- [Aim of the task] Copy the data starting with the line that contains "If you could pin the paper" and going on through the line that contains "column 374, row 186", swapping "yellow gerbera daisy" for "orange gerbera daisy" and leaving everything else the same.

++++ Excerpted records

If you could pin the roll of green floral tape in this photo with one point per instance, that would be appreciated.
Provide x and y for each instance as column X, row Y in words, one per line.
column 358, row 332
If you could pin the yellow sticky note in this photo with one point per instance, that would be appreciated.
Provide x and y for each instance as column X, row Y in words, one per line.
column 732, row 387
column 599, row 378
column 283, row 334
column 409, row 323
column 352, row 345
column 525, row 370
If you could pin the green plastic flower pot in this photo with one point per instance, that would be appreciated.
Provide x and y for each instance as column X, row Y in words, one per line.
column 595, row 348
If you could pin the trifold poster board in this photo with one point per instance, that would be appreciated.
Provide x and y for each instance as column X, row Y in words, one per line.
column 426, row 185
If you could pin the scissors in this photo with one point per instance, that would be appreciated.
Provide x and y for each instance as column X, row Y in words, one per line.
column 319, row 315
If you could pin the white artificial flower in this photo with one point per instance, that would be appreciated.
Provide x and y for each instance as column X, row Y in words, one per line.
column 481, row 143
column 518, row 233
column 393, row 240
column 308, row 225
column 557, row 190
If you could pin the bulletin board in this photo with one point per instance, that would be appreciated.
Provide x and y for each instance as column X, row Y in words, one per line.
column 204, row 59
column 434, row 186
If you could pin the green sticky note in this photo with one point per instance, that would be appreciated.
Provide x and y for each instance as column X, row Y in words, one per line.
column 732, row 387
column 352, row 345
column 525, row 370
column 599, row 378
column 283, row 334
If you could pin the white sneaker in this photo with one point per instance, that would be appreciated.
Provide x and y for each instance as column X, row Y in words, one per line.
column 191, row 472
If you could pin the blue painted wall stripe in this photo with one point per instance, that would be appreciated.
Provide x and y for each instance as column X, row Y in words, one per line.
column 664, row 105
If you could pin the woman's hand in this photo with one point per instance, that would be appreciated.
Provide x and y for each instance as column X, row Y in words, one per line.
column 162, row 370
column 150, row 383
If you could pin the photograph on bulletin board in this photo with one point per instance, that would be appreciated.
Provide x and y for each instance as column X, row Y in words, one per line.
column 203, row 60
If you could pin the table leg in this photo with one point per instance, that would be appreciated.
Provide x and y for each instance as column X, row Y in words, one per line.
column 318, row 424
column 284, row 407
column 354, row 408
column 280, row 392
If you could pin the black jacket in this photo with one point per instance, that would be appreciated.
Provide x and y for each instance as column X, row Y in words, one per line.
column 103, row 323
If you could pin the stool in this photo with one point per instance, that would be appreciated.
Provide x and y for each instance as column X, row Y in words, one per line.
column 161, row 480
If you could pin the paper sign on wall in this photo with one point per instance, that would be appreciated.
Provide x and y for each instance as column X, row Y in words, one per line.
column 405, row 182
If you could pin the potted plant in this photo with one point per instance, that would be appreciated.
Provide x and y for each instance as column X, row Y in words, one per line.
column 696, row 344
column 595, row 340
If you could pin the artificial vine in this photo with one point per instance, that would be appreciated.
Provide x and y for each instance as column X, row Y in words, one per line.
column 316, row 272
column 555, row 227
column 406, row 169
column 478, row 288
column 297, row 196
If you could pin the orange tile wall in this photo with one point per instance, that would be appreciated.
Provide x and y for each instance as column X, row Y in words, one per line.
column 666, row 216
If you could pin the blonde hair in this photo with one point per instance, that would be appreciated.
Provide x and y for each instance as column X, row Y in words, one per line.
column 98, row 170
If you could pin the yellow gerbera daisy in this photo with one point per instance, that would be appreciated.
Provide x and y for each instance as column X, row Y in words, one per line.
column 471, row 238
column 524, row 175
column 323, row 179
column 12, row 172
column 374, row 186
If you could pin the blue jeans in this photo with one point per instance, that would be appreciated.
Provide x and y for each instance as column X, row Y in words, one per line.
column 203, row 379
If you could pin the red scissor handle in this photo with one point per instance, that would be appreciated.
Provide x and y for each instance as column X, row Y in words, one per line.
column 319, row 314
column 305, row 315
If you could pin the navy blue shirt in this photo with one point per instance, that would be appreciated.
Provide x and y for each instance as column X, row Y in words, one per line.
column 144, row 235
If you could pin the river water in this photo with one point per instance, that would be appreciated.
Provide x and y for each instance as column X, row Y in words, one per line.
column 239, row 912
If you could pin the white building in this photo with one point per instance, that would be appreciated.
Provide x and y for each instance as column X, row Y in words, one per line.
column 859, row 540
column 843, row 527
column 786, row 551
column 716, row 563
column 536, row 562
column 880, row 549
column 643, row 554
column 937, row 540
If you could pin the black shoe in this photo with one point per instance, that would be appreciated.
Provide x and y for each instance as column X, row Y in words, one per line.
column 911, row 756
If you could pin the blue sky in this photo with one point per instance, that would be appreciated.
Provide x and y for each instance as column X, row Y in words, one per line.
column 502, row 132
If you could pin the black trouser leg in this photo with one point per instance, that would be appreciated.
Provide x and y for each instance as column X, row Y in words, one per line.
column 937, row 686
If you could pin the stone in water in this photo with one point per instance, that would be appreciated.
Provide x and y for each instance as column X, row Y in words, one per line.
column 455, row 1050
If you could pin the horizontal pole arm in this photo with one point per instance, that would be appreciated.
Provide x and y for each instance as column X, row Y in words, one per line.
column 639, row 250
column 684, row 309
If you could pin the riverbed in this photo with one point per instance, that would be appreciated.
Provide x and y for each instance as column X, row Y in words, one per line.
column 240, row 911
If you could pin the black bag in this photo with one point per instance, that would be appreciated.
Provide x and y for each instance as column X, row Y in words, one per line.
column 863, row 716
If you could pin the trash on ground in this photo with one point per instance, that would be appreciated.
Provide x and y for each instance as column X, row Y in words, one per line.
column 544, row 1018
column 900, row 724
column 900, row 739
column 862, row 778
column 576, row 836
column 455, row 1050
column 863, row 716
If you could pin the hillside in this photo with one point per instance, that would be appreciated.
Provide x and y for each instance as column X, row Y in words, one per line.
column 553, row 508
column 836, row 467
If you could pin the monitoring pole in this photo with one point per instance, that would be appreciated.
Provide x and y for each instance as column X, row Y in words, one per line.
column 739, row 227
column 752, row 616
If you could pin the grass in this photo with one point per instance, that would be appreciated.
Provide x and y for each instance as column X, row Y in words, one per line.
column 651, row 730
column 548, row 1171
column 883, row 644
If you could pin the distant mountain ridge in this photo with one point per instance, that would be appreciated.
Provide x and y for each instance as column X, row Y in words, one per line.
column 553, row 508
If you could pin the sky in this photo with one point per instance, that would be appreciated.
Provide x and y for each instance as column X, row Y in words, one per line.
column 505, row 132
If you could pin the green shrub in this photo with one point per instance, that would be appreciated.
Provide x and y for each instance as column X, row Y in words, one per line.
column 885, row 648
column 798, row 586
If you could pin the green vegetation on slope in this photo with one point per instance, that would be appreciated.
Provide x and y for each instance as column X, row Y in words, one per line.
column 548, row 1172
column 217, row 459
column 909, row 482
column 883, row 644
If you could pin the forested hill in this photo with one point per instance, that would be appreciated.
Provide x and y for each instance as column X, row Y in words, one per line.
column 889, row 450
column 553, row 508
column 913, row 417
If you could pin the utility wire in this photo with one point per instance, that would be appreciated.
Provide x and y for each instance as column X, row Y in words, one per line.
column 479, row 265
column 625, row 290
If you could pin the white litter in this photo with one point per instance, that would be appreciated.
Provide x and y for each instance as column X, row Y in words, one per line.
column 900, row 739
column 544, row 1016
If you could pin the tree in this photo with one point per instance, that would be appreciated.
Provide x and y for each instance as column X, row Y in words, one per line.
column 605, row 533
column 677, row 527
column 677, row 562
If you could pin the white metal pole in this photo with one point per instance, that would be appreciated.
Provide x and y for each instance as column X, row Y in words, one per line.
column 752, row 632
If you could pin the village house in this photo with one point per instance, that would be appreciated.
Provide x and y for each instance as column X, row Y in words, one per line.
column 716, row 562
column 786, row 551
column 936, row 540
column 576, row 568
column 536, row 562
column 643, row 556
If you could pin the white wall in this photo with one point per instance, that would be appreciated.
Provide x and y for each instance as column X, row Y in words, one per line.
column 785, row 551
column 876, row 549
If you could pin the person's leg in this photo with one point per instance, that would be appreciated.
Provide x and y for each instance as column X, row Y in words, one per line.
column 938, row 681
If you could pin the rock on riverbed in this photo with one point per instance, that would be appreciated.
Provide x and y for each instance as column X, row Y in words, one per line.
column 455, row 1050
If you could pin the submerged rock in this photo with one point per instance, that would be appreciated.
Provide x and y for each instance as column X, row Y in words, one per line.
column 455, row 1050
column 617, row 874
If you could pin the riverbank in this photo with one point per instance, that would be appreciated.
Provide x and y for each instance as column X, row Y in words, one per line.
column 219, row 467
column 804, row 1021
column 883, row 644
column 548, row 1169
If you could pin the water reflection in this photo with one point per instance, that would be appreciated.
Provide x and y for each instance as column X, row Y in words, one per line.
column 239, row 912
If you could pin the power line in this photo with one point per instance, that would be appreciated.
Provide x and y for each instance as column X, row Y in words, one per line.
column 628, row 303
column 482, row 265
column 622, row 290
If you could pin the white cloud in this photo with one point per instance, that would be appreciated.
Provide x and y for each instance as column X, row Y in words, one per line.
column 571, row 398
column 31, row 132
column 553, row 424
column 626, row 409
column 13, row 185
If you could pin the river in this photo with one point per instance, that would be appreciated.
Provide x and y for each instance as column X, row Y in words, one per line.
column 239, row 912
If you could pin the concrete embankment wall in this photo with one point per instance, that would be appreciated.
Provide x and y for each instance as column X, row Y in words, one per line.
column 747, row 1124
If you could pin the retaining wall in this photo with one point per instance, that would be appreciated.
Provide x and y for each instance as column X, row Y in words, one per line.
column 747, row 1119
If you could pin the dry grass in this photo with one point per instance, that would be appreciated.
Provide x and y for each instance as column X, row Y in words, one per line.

++++++++

- [Response to this task]
If you could pin the paper sign on wall in this photo with one point per instance, that would be appreciated.
Provide x and y for each instance as column X, row Y in words, one per line.
column 405, row 182
If you could pin the potted plant in this photo with one point per instance, that would be appreciated.
Provide x and y for each instance as column X, row Y in words, one per line.
column 696, row 344
column 595, row 340
If you could pin the artificial vine in this photo with one point per instance, that would be appreciated.
Provide x and y for each instance as column X, row Y in words, one per line.
column 316, row 272
column 555, row 227
column 406, row 169
column 478, row 288
column 297, row 196
If you could pin the orange tile wall in this photo with one point per instance, that would be appreciated.
Provide x and y for each instance as column X, row Y in words, one per line.
column 666, row 216
If you could pin the blonde hair in this photo with one point per instance, that would be appreciated.
Provide x and y for each instance as column X, row Y in words, one per line.
column 98, row 170
If you could pin the orange gerbera daisy in this photo with one point per instance, that would be appreciated.
Provide x and y for each instance as column X, row Y in words, one per line.
column 471, row 238
column 524, row 175
column 323, row 179
column 12, row 172
column 374, row 186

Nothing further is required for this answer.